Task 1: Translate this sentence from the passage on Patrick Holford into Spanish: "Goldacre notes that the paper does not compare vitamin C to AZT for efficacy."
Task 2: Write the next few sentences of the passage on Patrick Holford, carrying on after its last line.

Document passage:
┌──
In 2006 Patrick Holford was discovered to be using his PR adviser to delete content on his Wikipedia page that was critical of him.

=== HIV ===
Holford's claim in The New Optimum Nutrition Bible that "AZT, the first prescribable anti-HIV drug, is potentially harmful, and proving less effective than vitamin C" has been criticised by Ben Goldacre. Goldacre writes that Holford based this conclusion on a non-clinical study where "you tip lots of vitamin C onto HIV-infected cells and measure a few things related to HIV replication". Goldacre notes that the paper does not compare vitamin C to AZT for efficacy. He argues that "Holford was guilty of at least incompetence in claiming that this study demonstrated vitamin C to be a better treatment than AZT." Prof David Colquhoun argues that Holford's "advocacy of vitamin C as better than conventional drugs to treat Aids is truly scary".

Holford replied to The Guardian newspaper that: "As [Goldacre] well knows, the author of the research – Dr Raxit Jariwalla – wrote to the Guardian (January 20, 2005) the last time Goldacre made this claim, to confirm that my statement is correct on the basis of two [non-clinical] studies on HIV-infected cells. The real crime here is that no full-scale human trials have been funded on vitamin C to follow up Jariwalla's important finding because it is non-patentable and hence not profitable. Goldacre seems unconcerned about the way commercial interests distort scientific research."

Goldacre replied that Raxit Jariwalla was a senior researcher at the Rath Research Institute in California – connected to vitamin salesman Matthias Rath. Matthias Rath has been linked to the previous policy of the South African government to deny anti-viral drugs to HIV positive patients.

=== Autism ===
Holford believes that there is a potential link in some susceptible children between the MMR vaccine and the development of autism-like symptoms. This is against the overwhelming consensus of the scientific community and many high-quality empirical studies that demonstrate there is no such link. The Wakefield et al. paper upon which this hypothesis was based has been discredited by the scientific community and was retracted from the journal, and 10 of the 12 co-authors have formally disavowed the paper's conclusions. Furthermore, Centers for Disease Control and Prevention, the Institute of Medicine of the National Academy of Sciences, the UK National Health Service and the Cochrane Library review have all concluded that there is no evidence of a link between the MMR vaccine and autism. (See MMR vaccine controversy)
└──
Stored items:
┌──
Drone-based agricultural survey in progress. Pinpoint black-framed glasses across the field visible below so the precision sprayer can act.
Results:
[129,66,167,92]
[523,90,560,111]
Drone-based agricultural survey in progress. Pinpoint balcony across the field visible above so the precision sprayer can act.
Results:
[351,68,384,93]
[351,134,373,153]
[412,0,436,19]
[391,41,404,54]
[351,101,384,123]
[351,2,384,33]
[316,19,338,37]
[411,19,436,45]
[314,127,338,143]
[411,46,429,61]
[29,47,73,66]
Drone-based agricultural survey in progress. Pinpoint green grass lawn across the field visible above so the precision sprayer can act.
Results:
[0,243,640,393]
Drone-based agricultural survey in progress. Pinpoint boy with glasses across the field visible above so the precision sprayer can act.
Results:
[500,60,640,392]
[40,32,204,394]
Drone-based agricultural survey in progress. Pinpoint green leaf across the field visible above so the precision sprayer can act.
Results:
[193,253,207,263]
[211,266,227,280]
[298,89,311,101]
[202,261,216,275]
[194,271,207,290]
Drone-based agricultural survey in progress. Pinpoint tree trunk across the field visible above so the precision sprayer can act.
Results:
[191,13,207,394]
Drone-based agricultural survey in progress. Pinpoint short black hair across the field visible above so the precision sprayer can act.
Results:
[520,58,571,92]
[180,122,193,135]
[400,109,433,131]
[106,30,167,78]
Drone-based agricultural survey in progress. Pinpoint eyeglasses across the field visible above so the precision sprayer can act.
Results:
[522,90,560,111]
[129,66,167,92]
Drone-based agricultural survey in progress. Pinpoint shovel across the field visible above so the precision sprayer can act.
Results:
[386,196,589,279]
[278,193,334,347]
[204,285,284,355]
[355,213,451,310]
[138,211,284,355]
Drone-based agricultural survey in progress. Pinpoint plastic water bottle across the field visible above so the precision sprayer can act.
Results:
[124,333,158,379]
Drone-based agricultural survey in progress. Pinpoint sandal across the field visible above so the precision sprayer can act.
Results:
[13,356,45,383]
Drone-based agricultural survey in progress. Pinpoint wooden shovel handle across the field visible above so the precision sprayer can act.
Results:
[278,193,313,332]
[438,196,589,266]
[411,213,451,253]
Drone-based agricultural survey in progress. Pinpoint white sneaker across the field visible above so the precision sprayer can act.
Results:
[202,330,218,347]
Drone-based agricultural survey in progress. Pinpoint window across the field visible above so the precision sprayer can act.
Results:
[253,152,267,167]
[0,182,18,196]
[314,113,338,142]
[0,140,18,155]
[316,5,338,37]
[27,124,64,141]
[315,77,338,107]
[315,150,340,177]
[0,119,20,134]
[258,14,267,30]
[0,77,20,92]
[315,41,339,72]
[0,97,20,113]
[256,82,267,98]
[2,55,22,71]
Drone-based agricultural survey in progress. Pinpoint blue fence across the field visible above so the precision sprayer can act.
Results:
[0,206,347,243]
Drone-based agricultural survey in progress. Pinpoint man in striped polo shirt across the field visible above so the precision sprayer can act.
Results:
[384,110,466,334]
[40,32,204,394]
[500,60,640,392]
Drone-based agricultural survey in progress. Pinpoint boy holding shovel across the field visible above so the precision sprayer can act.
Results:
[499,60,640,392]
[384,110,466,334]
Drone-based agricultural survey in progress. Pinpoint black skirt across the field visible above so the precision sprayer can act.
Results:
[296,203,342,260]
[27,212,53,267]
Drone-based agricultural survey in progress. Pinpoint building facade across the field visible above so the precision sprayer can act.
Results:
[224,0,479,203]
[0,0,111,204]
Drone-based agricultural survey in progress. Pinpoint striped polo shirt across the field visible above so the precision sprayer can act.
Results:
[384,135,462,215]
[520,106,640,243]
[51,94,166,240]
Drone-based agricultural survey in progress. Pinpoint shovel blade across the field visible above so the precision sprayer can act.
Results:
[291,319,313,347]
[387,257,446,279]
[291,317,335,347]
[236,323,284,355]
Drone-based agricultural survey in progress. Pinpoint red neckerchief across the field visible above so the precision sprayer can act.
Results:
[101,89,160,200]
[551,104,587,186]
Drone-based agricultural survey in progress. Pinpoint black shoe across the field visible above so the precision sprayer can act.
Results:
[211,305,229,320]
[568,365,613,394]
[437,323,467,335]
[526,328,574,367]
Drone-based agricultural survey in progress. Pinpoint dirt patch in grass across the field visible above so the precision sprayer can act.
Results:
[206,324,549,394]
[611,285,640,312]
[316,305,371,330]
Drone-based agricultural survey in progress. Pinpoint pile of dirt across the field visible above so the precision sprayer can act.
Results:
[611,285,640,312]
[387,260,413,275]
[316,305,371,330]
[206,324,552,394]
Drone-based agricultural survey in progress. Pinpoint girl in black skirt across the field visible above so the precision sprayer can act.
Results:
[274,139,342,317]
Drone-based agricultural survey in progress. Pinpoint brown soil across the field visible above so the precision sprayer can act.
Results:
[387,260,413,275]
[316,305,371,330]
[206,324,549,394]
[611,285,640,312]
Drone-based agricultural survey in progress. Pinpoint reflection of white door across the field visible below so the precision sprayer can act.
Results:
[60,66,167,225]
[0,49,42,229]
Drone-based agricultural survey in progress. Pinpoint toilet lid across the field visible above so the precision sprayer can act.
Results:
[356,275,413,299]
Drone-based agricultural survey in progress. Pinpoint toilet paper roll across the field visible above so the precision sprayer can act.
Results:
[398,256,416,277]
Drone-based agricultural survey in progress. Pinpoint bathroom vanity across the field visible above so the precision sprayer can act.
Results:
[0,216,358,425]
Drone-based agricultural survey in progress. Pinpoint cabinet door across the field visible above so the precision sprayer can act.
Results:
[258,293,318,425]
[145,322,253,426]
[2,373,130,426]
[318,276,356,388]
└──
Expected output 1: Goldacre señala que el artículo no compara la vitamina C con el AZT en cuanto a eficacia.

Expected output 2:
The Cochrane Library's systematic review also concluded that "The design and reporting of safety outcomes in MMR vaccine studies, both pre- and post- marketing, are largely inadequate...." Nonetheless, it noted that the vaccine has prevented diseases that still carry a heavy burden of death and complications, and that the lack of confidence in the vaccine has damaged public health.

Catherine Collins, chief dietician at St George's Hospital, reported that after following Holford's advice to adopt a restricted diet a young autistic girl participating in one of Holford's experiments suffered dramatic weight loss and sleep problems. Holford dismissed the allegations as "professional jealousy", stating that "This girl hasn't suffered. She's got better and is behaving better. Her parents are delighted with the results. It's only Catherine Collins who is not." Holford claimed that the girl was already a poor sleeper and that when placed on a less restrictive diet she was able to regain the weight she had lost.

==Advertising==
There has also been an adjudication by the Advertising Standards Authority against Patrick Holford's 100% Health leaflet. "On this point, the ad breached CAP Code clauses 3.1 (Substantiation), 7.1 (Truthfulness), 50.1 (Health & beauty products and therapies – General) and 50.20 (Health & beauty products and therapies – Vitamins, minerals and other food supplements)."

A previous adjudication by the ASA also went against Mr Holford.
. Mr Holford has also been the subject of at least two adverse rulings by the Advertising Standards Authority of South Africa.